▸ WORK ITEM: Where the line containing "mark: the house" appears in the records below, begin there and output each line verbatim through the last line.

(Source data)

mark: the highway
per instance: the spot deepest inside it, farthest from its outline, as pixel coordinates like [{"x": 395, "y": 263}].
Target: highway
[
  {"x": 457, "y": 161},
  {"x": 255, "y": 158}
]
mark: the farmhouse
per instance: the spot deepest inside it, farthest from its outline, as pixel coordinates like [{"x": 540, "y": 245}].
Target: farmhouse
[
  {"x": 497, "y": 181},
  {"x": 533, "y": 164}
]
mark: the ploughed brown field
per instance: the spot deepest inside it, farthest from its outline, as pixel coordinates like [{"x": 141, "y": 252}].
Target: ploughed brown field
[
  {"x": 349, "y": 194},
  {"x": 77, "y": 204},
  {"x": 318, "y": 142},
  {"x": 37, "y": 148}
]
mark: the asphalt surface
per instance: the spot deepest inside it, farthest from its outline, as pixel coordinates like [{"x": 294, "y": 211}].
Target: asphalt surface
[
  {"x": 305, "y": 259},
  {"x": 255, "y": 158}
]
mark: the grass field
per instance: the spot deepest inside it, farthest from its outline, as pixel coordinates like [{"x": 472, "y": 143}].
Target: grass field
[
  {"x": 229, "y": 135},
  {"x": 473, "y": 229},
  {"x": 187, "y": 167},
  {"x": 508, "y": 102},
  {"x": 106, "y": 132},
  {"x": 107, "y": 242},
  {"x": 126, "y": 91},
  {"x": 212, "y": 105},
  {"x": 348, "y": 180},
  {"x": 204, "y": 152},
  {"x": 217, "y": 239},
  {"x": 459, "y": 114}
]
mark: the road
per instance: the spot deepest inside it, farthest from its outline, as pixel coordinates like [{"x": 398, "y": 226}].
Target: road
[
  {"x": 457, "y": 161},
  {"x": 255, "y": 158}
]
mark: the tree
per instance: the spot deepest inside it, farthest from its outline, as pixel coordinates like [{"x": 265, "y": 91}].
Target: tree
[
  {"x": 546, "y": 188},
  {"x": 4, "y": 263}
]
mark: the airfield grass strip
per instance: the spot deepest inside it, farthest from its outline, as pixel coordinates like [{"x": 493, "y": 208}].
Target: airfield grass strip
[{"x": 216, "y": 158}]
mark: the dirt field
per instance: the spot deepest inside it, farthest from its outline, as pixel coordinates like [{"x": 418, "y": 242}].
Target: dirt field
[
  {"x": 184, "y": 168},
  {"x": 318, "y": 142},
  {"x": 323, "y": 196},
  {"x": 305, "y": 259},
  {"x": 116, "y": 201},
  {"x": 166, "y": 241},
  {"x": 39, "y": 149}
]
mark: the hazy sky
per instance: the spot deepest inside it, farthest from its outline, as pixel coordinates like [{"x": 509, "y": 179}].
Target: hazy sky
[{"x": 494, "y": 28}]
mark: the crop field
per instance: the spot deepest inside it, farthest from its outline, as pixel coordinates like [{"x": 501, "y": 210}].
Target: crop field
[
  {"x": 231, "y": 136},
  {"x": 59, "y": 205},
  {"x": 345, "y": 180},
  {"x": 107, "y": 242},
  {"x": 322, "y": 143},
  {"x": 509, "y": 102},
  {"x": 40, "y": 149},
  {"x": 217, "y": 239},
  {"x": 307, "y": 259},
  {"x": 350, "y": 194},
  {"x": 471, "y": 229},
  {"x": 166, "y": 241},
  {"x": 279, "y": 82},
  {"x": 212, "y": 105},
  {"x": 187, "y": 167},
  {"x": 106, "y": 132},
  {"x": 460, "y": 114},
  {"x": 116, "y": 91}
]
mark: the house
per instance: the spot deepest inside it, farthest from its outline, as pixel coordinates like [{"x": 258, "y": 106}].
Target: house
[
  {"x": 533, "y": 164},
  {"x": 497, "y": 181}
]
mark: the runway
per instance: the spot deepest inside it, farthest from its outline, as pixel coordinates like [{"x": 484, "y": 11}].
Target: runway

▸ FINISHED TASK:
mark: the house
per instance: the spot deepest inside it, farthest from its outline, as pixel coordinates like [{"x": 258, "y": 106}].
Target: house
[
  {"x": 533, "y": 164},
  {"x": 497, "y": 181}
]
mark: the runway
per instance: the spot deepest inside it, farthest from its outline, as pixel coordinates like [{"x": 484, "y": 11}].
Target: runway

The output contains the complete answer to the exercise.